Natural language region descriptions:
=== Begin Enclosure ===

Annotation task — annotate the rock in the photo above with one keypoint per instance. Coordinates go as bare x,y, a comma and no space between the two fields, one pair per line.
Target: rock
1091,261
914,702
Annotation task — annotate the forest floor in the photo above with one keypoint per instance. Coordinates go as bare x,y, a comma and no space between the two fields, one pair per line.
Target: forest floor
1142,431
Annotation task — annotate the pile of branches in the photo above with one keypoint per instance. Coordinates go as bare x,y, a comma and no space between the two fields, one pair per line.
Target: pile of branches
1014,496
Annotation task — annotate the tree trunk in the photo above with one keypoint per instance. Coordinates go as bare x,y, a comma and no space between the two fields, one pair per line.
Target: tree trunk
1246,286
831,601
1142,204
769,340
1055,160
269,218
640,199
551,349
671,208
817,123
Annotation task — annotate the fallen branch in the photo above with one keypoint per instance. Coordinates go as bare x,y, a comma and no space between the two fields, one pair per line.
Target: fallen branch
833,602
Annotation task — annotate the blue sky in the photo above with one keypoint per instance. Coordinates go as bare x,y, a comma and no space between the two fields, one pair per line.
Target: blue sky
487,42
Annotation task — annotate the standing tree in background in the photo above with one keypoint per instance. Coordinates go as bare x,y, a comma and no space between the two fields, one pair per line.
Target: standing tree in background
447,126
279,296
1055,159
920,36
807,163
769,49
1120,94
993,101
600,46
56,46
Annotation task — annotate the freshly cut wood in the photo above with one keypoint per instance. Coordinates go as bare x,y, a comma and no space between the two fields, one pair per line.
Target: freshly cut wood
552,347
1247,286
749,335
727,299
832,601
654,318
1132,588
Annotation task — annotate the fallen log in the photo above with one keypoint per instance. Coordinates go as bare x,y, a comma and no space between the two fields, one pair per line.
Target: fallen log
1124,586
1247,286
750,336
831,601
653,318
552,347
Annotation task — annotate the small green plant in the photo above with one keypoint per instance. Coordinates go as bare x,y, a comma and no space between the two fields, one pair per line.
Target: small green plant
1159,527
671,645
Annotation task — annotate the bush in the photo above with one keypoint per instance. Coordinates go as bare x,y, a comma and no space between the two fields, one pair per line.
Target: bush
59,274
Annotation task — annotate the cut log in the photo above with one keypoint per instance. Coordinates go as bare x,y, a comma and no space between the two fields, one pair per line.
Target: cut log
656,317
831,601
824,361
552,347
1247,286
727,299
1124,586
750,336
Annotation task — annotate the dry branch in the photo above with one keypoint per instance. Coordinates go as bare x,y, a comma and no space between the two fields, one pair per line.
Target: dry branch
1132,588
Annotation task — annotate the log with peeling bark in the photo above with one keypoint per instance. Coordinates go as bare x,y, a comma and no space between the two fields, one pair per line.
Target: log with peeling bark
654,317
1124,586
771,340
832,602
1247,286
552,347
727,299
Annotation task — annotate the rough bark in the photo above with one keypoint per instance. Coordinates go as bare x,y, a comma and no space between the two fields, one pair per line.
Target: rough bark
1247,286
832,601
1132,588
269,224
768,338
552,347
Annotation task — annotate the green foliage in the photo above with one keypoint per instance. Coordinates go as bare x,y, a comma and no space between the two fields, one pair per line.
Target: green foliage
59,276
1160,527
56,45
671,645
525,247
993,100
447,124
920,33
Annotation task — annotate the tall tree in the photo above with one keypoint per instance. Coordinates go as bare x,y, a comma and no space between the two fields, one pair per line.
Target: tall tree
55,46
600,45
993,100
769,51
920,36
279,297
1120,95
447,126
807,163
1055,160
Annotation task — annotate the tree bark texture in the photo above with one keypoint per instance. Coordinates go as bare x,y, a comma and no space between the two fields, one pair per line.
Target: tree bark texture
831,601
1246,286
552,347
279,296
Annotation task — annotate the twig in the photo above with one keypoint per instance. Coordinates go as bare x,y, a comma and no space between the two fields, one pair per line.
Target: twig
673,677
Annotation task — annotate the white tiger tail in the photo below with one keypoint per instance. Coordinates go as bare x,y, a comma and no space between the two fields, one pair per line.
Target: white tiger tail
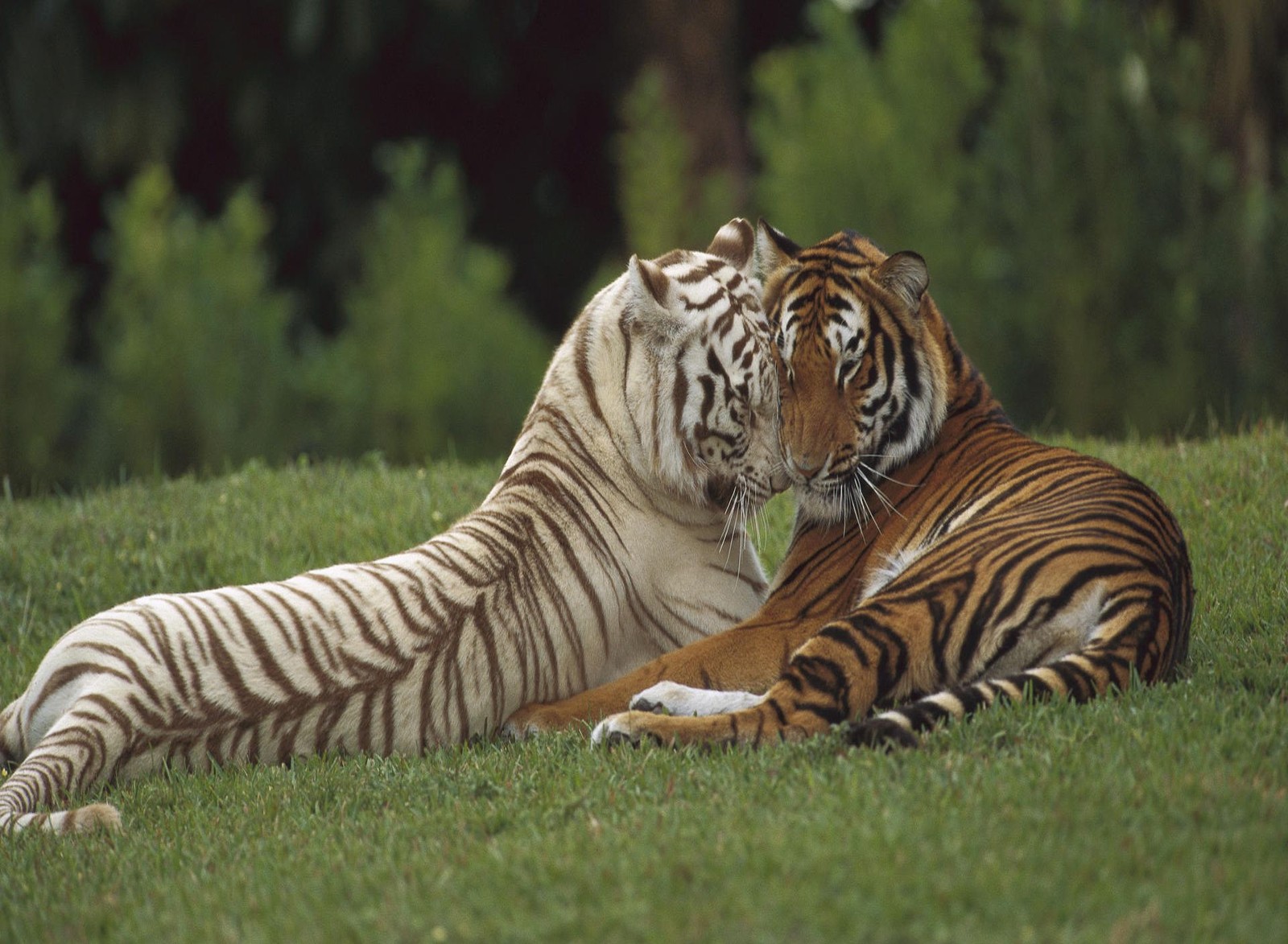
616,532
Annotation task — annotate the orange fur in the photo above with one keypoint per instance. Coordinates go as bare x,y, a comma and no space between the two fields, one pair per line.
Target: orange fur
940,559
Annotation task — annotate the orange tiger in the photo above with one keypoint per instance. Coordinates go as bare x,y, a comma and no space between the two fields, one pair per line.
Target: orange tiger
940,558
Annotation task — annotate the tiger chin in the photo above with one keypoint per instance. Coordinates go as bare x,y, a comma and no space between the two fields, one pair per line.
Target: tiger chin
940,559
615,532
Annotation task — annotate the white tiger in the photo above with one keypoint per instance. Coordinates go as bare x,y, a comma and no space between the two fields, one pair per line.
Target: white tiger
615,532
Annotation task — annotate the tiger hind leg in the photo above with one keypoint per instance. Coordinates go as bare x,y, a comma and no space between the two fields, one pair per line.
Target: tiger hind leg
1079,676
1139,639
79,752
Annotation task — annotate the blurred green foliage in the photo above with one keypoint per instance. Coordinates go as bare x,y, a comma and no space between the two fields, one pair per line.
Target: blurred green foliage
436,357
196,367
36,290
1103,250
1094,250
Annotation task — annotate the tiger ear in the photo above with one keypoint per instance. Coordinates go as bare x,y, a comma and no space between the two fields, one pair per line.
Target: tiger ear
773,249
906,276
734,244
652,298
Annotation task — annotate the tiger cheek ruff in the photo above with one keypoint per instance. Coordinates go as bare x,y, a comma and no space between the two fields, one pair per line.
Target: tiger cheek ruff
940,559
616,532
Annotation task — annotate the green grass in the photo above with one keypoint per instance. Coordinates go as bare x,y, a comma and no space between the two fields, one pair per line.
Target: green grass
1157,815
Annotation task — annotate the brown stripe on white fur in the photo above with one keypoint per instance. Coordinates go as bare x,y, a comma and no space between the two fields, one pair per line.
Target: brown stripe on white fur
601,546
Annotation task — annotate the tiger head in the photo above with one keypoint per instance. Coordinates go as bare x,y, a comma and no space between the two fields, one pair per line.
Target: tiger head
708,401
862,383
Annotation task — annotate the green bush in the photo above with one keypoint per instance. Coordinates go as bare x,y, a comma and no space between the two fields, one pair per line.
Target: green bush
1092,245
435,357
36,291
196,367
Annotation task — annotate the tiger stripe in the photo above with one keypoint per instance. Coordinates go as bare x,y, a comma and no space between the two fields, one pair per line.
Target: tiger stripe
605,542
940,558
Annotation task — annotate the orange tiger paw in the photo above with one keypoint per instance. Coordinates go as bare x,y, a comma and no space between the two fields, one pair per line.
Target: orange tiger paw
536,719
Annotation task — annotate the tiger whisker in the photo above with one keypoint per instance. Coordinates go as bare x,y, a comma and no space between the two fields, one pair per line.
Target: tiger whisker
888,478
858,470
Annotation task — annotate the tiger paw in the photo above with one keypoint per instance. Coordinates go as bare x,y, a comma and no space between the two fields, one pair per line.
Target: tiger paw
882,734
674,699
534,719
617,729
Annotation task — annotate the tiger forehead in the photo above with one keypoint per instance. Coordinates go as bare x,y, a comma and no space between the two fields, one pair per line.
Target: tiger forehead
828,303
706,282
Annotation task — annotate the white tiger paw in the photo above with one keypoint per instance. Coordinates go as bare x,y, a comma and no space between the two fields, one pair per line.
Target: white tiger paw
673,699
615,729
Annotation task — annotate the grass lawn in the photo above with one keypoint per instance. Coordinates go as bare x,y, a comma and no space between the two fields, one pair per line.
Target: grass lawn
1157,815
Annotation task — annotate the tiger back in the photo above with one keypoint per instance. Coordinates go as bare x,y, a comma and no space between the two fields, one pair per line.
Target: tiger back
615,532
940,559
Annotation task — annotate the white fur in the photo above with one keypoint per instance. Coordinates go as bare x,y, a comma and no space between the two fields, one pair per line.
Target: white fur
673,699
597,550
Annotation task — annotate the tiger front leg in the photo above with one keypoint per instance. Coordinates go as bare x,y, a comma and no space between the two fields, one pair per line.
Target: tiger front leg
828,682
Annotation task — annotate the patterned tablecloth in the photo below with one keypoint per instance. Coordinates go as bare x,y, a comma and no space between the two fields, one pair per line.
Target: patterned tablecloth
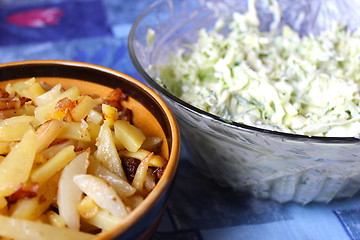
96,31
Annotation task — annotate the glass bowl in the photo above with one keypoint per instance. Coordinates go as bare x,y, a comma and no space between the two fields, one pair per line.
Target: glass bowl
270,165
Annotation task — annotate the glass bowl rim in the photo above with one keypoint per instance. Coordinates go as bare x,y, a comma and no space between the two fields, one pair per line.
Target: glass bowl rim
197,111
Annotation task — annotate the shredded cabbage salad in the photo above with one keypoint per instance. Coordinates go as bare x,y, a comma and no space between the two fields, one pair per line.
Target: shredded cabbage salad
279,81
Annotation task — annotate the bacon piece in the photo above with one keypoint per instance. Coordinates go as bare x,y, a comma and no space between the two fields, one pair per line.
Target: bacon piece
114,98
25,190
130,165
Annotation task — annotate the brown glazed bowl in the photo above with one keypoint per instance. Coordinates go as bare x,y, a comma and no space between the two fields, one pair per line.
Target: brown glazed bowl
150,114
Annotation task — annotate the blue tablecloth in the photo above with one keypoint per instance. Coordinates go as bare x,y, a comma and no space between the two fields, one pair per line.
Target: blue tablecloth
96,31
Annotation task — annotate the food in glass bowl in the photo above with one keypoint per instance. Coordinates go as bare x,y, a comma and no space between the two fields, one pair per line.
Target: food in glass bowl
76,165
251,104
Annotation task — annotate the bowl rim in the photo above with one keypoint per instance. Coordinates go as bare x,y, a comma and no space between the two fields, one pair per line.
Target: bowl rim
199,112
174,153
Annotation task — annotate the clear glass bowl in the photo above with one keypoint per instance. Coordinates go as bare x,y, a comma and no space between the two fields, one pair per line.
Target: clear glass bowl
271,165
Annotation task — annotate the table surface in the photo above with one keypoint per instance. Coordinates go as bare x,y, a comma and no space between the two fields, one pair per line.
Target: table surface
96,31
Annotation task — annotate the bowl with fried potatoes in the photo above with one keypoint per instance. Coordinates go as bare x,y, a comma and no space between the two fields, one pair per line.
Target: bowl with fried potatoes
86,152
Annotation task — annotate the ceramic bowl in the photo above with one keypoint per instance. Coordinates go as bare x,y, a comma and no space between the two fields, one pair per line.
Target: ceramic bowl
268,164
150,114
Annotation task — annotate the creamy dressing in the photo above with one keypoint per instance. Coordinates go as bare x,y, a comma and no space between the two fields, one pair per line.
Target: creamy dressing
280,81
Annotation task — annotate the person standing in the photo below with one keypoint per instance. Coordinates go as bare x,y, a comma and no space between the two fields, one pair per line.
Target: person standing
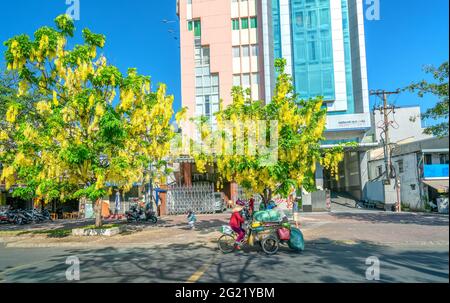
236,222
191,219
251,206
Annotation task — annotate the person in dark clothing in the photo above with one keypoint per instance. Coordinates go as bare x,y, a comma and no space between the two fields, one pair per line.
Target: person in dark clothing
236,222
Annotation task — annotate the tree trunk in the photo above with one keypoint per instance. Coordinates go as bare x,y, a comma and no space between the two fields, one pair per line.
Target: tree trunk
98,213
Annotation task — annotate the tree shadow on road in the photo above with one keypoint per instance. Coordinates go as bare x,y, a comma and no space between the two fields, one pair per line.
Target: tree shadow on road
403,218
322,261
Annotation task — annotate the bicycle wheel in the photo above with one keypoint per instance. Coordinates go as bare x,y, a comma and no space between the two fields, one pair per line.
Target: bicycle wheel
226,244
270,245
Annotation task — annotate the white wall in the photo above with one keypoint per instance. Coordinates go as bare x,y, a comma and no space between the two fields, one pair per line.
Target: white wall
410,189
408,125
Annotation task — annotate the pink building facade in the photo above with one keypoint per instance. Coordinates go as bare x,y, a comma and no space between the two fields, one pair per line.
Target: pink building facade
220,47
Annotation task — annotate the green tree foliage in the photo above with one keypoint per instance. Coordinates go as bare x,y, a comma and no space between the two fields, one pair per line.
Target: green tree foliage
64,133
438,89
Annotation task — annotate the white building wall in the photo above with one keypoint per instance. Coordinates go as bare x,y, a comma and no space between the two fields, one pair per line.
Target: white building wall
410,185
286,40
407,125
340,82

=== End Enclosure ===

◆ **TASK TO CARRY OUT**
All lines above that include the word "below" should be located and copied.

◆ **EXPECTED ANSWER**
Annotation task — annotate the white tiger tail in the photo below with one keypoint per instance. Coordinates go as bare x,y, a comma and no space between the two fields, one pair per line.
Annotation task — annotate the patterned tablecloth in the photo below with one keypoint per instance. Coordinates go as bare x,y, a comma and no space between the two fields, one pair per line.
Annotation task — annotate the person standing in the photo below with one keypoint per instance. Coordinates go as bare x,y, a comma and no space between the two fields, one pair per line.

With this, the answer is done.